Accelerated, three-year undergraduate degrees are the solution.

Many European countries already do this. Three-year degrees are standard in the U.K., Italy, Sweden, and other countries. Canada can catch up quickly by trimming electives while keeping core programming and content mastery requirements in place.

For example, at Toronto Metropolitan University, up to 40 percent of courses can be electives. That’s nearly a year and a half of a four-year degree. At the University of British Columbia, Bachelor of Arts students can graduate with just 42 of their 120 credits in their core program area. However, a full 51 credits can be electives.

By reducing elective requirements, students can graduate in three years without compromising academic rigour, classes in their field of study, or eligibility for graduate programs. The core content remains intact; the fluff goes.

Here’s how it works.

First, provinces should update their post-secondary qualifications frameworks to allow for three-year degrees. The new degree offering must retain the mastery of core content requirements, and the degree conferred at the end of the three years must be the same as the traditional four-year version. This ensures students who choose the accelerated degree are still eligible for the same graduate programs as a four-year student.

[Location identification items]
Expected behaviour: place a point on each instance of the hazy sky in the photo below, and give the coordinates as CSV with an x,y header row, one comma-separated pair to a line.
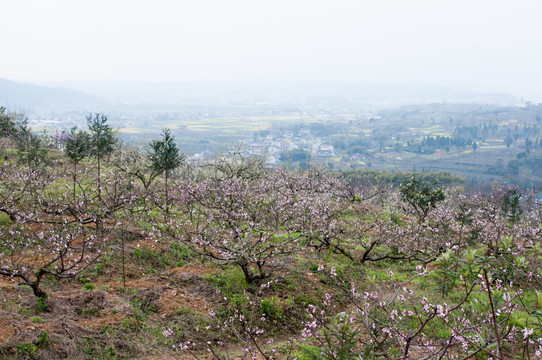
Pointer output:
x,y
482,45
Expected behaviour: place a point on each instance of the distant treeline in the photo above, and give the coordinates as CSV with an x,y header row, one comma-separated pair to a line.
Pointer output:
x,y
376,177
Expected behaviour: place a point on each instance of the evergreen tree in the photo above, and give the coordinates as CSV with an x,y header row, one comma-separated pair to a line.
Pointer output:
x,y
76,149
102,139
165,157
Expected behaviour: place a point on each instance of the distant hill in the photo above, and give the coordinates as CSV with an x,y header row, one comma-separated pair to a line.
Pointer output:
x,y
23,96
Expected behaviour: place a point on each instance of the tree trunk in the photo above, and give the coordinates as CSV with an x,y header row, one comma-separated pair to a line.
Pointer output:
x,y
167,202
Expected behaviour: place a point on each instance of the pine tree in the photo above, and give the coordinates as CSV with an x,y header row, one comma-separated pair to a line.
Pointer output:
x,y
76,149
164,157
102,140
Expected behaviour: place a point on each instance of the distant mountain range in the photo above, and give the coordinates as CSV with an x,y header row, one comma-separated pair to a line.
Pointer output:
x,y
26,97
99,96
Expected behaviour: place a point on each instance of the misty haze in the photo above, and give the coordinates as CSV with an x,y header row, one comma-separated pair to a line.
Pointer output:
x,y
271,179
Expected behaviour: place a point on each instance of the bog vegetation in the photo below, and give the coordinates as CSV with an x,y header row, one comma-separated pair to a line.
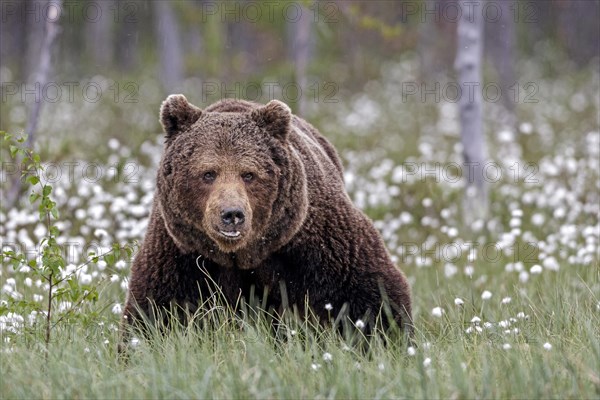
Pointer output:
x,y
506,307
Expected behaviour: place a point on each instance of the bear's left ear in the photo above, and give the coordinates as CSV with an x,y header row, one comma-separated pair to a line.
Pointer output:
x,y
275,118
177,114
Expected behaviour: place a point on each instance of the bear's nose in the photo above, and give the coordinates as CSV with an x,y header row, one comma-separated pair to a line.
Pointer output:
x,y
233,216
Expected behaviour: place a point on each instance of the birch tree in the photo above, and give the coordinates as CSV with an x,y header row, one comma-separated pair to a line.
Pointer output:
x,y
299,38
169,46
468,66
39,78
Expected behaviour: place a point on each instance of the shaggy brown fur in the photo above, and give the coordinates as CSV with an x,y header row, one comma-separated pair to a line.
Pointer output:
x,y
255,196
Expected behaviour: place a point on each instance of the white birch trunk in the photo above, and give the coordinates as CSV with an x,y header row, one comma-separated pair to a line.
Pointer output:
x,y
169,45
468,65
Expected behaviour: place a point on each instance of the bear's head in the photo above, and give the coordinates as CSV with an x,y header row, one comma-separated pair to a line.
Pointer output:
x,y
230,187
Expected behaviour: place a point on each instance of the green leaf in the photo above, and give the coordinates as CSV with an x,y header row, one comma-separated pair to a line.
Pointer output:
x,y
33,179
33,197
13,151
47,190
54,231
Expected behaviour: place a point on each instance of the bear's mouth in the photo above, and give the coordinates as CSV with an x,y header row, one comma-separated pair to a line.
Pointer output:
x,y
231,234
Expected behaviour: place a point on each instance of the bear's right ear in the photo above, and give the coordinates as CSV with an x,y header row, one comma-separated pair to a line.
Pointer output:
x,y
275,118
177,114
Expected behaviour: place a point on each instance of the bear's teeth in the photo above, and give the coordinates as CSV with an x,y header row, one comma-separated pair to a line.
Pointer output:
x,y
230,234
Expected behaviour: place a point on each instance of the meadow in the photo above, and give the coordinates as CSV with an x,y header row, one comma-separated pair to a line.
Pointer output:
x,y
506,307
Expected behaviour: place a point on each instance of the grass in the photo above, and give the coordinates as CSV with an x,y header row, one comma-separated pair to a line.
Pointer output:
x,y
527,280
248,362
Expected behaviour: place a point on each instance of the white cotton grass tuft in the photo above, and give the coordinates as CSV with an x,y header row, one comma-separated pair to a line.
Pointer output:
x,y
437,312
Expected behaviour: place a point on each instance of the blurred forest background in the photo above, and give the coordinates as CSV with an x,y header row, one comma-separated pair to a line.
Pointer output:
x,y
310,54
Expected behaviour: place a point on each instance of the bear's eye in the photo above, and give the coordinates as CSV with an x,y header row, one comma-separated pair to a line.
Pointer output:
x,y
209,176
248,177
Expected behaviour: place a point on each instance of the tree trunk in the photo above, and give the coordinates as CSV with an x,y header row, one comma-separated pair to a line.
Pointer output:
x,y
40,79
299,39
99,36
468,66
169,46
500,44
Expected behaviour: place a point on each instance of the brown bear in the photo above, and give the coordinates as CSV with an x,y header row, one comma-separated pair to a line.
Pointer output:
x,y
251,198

---

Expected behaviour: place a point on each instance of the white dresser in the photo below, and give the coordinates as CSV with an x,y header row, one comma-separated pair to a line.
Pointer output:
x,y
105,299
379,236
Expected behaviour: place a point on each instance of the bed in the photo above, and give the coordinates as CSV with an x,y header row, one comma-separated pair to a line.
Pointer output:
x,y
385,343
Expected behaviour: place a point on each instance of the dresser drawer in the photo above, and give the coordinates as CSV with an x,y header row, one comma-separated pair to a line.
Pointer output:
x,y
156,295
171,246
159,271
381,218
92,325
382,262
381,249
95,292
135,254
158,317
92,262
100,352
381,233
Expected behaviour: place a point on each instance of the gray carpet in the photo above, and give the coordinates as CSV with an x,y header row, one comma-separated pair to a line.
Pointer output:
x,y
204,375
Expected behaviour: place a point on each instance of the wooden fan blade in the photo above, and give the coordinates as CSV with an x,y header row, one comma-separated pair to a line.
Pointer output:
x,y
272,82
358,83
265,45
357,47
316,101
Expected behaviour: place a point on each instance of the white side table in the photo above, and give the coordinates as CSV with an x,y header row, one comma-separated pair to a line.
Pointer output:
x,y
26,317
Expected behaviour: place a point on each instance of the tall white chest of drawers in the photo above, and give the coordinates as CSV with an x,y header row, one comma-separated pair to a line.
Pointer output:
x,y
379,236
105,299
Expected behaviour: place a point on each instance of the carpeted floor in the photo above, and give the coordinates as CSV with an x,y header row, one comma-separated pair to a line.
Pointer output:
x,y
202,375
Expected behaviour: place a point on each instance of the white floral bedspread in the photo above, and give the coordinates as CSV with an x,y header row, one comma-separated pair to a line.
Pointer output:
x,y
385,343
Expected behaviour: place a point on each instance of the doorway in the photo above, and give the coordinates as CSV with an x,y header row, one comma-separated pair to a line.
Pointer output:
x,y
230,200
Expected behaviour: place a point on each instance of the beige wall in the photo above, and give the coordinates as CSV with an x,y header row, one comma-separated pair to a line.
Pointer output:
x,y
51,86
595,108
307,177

...

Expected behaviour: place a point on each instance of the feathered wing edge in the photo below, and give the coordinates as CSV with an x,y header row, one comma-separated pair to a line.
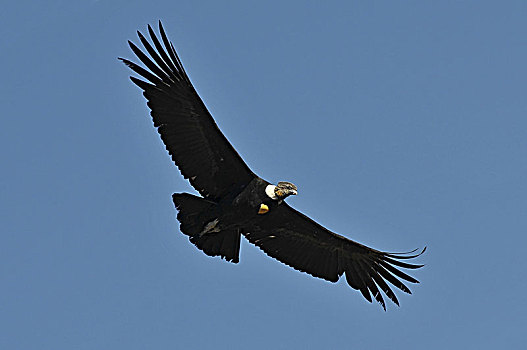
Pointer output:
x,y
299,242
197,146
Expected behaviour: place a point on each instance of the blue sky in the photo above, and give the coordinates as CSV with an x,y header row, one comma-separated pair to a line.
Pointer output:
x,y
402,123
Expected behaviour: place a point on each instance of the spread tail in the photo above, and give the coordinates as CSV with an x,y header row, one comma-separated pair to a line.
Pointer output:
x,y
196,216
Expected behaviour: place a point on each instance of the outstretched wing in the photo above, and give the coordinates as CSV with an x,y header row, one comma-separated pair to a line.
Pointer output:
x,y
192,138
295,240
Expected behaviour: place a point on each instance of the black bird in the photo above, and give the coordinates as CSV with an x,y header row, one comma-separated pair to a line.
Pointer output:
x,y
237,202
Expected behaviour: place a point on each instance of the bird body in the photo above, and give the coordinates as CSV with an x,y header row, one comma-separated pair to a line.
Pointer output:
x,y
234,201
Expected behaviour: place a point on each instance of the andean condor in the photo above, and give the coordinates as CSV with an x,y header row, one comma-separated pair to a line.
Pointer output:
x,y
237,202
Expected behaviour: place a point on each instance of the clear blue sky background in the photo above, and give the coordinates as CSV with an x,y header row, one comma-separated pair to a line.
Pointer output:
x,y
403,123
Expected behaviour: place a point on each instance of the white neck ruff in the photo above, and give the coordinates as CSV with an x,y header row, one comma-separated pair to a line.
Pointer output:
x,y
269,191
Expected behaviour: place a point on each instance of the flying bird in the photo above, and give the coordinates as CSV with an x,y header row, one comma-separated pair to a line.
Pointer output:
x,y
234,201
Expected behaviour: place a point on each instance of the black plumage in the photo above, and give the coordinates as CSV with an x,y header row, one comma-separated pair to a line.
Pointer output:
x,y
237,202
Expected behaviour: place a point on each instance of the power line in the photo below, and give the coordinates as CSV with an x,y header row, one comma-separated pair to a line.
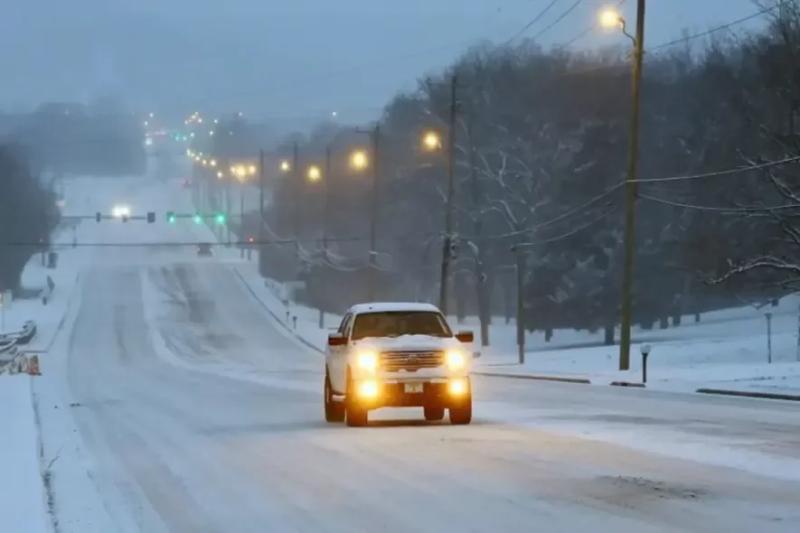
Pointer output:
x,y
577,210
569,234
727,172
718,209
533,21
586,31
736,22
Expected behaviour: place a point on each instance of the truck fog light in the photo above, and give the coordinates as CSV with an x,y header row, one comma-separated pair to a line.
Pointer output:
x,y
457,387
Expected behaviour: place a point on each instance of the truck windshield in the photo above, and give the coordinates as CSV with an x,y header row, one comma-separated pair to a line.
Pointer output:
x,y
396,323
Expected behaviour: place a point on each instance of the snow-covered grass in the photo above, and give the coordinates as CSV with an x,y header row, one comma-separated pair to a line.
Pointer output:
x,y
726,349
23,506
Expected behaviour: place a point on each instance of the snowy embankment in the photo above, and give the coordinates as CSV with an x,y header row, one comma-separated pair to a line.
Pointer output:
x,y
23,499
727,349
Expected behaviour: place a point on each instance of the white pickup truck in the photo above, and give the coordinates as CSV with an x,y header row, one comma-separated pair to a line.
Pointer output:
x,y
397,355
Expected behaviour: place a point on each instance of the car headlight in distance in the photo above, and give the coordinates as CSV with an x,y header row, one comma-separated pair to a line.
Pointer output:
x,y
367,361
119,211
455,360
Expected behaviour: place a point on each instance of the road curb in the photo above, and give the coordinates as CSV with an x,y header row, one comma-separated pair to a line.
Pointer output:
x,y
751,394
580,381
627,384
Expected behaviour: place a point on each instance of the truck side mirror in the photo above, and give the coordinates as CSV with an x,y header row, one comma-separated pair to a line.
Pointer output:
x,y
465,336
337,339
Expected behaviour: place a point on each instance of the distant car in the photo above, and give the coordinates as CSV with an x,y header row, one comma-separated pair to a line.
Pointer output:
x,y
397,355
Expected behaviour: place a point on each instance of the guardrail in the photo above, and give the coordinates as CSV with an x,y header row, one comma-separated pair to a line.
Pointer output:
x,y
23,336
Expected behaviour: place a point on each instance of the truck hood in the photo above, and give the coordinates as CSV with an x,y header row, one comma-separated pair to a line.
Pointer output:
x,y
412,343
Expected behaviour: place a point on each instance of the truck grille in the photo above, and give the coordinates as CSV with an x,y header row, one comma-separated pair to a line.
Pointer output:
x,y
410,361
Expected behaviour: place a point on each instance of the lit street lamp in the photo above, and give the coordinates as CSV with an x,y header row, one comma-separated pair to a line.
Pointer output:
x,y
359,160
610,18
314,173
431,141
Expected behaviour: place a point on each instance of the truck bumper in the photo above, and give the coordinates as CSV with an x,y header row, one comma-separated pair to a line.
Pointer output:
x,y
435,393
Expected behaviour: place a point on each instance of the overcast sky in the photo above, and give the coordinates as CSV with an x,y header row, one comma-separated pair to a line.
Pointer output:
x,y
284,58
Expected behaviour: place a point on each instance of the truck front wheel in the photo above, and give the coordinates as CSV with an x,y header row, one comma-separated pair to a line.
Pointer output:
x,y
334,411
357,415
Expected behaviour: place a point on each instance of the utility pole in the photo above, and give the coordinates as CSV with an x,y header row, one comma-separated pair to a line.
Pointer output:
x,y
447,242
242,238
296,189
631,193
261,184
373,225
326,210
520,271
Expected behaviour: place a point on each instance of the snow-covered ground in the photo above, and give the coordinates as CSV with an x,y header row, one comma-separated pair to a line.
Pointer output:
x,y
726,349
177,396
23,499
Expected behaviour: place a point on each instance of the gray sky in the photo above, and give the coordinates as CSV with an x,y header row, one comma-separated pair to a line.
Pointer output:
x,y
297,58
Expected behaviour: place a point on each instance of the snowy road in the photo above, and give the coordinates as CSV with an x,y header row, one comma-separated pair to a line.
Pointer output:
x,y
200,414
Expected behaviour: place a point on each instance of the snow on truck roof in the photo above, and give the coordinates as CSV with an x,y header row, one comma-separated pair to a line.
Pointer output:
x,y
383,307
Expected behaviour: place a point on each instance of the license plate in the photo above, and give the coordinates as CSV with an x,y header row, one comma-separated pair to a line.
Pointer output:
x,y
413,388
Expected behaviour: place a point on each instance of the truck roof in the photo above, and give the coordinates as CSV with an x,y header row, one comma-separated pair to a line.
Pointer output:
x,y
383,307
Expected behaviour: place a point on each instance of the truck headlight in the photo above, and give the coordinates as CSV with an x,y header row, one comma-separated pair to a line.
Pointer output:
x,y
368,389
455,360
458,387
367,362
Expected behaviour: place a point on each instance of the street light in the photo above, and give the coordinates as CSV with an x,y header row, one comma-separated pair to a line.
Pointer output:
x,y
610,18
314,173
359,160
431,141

_Exercises to complete_
1 > In the passage on three-year degrees, write out everything from "Many European countries" down to "how it works.", swapping "electives" for "optional courses".
2 > According to the passage on three-year degrees, how many credits in a University of British Columbia Bachelor of Arts can be electives?
3 > Go on with the passage on three-year degrees from the point where it stops.

_Written responses_
1 >
Many European countries already do this. Three-year degrees are standard in the U.K., Italy, Sweden, and other countries. Canada can catch up quickly by trimming optional courses while keeping core programming and content mastery requirements in place.

For example, at Toronto Metropolitan University, up to 40 percent of courses can be optional courses. That’s nearly a year and a half of a four-year degree. At the University of British Columbia, Bachelor of Arts students can graduate with just 42 of their 120 credits in their core program area. However, a full 51 credits can be optional courses.

By reducing elective requirements, students can graduate in three years without compromising academic rigour, classes in their field of study, or eligibility for graduate programs. The core content remains intact; the fluff goes.

Here’s how it works.

2 > 51 credits.

3 >
Next, provincial governments should tie university funding to the adoption of accelerated degrees. Reducing electives will mean some programs shrink or close, and faculty reductions may follow. Universities may not welcome this, but with capped international enrollment and mounting financial pressures, structural change is inevitable. We may as well embrace a more positive overall economic outcome than cutting programs for the sake of cutting programs. If funding is conditional on the adoption of accelerated degrees, institutions will adopt them.

Last, provinces should offer a $4,500 annual bonus to students who enroll in accelerated programs—paid only upon successful completion of each academic year—through their existing student assistance programs. This amount, worth roughly half of their annual tuition, ensures uptake.

Critically, the benefit to Canada’s GDP and productivity is only realized if students graduate on time. Therefore, these payments must only be released to students once they have completed and passed each of their classes for the academic year.

These bonus payments would make a huge difference for students. The average student debt at graduation is $32,000. When the bonuses are combined with the savings from not having to borrow for a fourth year of studies, student debt levels could be cut by more than half. Those savings compound and could be used for a down payment, a first car, or a stroller instead of servicing debt.

Some may argue these bonus payments are expensive for provinces. However, the cost is fully offset by the $13,657 in university transfers saved, per student, by not funding a fourth year of university. When we add the savings from not having to pay tuition assistance for the fourth year of study, governments will actually save thousands per enrolled student.

Given that the savings are achieved every time a student opts for the accelerated degree, the savings increase with larger student uptake. In fact, if enrollment is rapid, Canada’s labour force could even benefit from a double cohort graduation phenomenon, as Ontario saw after eliminating grade 13 in 2002.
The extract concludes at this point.